* [TASK PROMPT]: Copy the data below, substituting "whole-number pixel coordinates" for every occurrence of "integer pixel coordinates" and keeping everything else the same.

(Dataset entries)
□ □ □
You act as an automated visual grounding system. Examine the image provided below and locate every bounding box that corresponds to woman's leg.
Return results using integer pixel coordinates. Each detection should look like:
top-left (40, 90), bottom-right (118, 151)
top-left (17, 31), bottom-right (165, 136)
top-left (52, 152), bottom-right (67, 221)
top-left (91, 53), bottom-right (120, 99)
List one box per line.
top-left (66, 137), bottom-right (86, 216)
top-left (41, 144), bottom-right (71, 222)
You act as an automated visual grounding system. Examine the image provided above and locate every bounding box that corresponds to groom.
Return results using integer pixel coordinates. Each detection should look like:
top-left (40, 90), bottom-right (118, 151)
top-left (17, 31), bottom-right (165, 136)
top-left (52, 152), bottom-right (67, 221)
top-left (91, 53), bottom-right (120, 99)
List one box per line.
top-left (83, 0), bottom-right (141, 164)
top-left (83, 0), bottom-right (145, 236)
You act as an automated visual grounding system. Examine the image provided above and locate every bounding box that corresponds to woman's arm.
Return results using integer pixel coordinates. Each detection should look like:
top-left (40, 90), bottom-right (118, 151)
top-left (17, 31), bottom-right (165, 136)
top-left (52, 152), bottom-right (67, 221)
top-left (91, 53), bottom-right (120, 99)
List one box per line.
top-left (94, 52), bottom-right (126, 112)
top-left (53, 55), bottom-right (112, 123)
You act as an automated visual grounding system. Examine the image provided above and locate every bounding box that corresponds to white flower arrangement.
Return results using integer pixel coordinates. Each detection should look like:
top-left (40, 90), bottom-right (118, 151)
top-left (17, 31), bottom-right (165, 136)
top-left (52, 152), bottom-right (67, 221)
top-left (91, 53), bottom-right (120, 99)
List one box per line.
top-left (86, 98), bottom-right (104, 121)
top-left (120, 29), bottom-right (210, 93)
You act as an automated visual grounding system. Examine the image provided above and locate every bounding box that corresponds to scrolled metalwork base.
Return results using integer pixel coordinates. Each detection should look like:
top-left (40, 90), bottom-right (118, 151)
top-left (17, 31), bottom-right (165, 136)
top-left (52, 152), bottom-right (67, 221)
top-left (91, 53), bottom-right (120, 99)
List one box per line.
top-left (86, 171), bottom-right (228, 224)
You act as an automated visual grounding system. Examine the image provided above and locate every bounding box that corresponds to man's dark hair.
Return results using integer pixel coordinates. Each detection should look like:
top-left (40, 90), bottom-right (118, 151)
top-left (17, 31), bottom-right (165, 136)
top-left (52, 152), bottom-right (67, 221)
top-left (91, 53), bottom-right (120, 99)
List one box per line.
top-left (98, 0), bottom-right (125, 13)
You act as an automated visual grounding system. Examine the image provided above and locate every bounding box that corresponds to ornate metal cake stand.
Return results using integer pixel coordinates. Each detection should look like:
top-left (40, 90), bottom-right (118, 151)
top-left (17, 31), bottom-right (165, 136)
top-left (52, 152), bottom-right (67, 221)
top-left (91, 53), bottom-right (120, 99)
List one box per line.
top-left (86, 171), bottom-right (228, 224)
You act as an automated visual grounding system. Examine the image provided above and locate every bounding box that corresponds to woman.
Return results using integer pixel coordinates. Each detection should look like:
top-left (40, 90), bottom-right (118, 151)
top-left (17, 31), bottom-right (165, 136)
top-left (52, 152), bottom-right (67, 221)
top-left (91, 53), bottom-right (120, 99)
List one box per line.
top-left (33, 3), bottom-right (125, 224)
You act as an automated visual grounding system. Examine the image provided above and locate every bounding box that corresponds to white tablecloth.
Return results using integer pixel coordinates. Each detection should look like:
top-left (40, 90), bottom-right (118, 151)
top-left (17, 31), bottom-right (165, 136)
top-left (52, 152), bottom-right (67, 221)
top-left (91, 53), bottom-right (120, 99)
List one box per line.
□ □ □
* [REPLY]:
You act as an automated visual grounding system. Examine the image provided below and locate every bounding box that corresponds to woman's leg.
Return results using whole-number pixel coordinates. Each detection should look like:
top-left (40, 90), bottom-right (118, 151)
top-left (17, 31), bottom-right (165, 136)
top-left (52, 152), bottom-right (67, 221)
top-left (91, 53), bottom-right (120, 99)
List one box per line.
top-left (66, 137), bottom-right (86, 216)
top-left (41, 144), bottom-right (71, 222)
You act as an automated visual grounding system. Examine the image provided above and locate every bounding box that corresponds to groom.
Return results using whole-number pixel coordinates. Each detection should look like:
top-left (40, 90), bottom-right (118, 151)
top-left (17, 31), bottom-right (165, 136)
top-left (52, 152), bottom-right (67, 221)
top-left (91, 53), bottom-right (120, 99)
List one box per line.
top-left (83, 0), bottom-right (141, 164)
top-left (83, 0), bottom-right (145, 236)
You act as an automated visual grounding system. Examine the image provided above and locate every bounding box that corresponds to woman's arm.
Return results using whole-number pixel coordinates. Each detection should look like:
top-left (40, 90), bottom-right (118, 151)
top-left (17, 31), bottom-right (165, 136)
top-left (52, 152), bottom-right (67, 221)
top-left (91, 53), bottom-right (120, 99)
List one box per line.
top-left (94, 52), bottom-right (126, 112)
top-left (53, 55), bottom-right (112, 123)
You act as an automated visual grounding system. Examine the image provided above and locate every bounding box that corresponds to white flower arrangement.
Return results using whole-number pixel coordinates. Each detection should look like:
top-left (40, 90), bottom-right (118, 151)
top-left (17, 31), bottom-right (165, 136)
top-left (52, 152), bottom-right (67, 221)
top-left (91, 53), bottom-right (120, 99)
List one box per line.
top-left (86, 98), bottom-right (104, 121)
top-left (120, 29), bottom-right (210, 93)
You act as an automated visual grounding system. Examine the image provided above and locate every bounding box that corresponds to scrolled metalwork base.
Return results using whole-number pixel coordinates. Each detection should look like:
top-left (40, 90), bottom-right (118, 151)
top-left (17, 31), bottom-right (165, 136)
top-left (52, 152), bottom-right (67, 221)
top-left (91, 53), bottom-right (120, 99)
List one box per line.
top-left (86, 171), bottom-right (228, 224)
You act as an automated visual grounding system. Examine the image provided above and locate every bounding box that corresponds to man's dark hair.
Return results using whole-number pixel coordinates. Each detection should look like:
top-left (40, 90), bottom-right (118, 151)
top-left (17, 31), bottom-right (165, 136)
top-left (52, 152), bottom-right (67, 221)
top-left (91, 53), bottom-right (120, 99)
List one box per line.
top-left (98, 0), bottom-right (125, 13)
You act as an automated visual grounding system. Examine the image provided above and locate every bounding box that corresponds to ornate metal cake stand.
Return results using whole-number pixel coordinates. Each detection should look like:
top-left (40, 90), bottom-right (118, 151)
top-left (17, 31), bottom-right (165, 136)
top-left (52, 152), bottom-right (67, 221)
top-left (91, 53), bottom-right (120, 99)
List one box per line.
top-left (86, 171), bottom-right (228, 224)
You act as an automated visual grounding system. Examine the image provided above and locate every bounding box that corresponds to woman.
Return results using whole-number pixel coordinates. Each detection should look like:
top-left (40, 90), bottom-right (118, 151)
top-left (17, 31), bottom-right (165, 136)
top-left (52, 152), bottom-right (67, 221)
top-left (91, 53), bottom-right (120, 99)
List one box per line.
top-left (33, 3), bottom-right (125, 224)
You act as an automated visual grounding system. Examine the image provided above and locate every bounding box that corresponds to white tablecloth.
Return results using whole-number pixel coordinates. Each detection should look like:
top-left (40, 90), bottom-right (118, 151)
top-left (17, 31), bottom-right (165, 136)
top-left (52, 152), bottom-right (67, 221)
top-left (91, 53), bottom-right (120, 99)
List one box per line.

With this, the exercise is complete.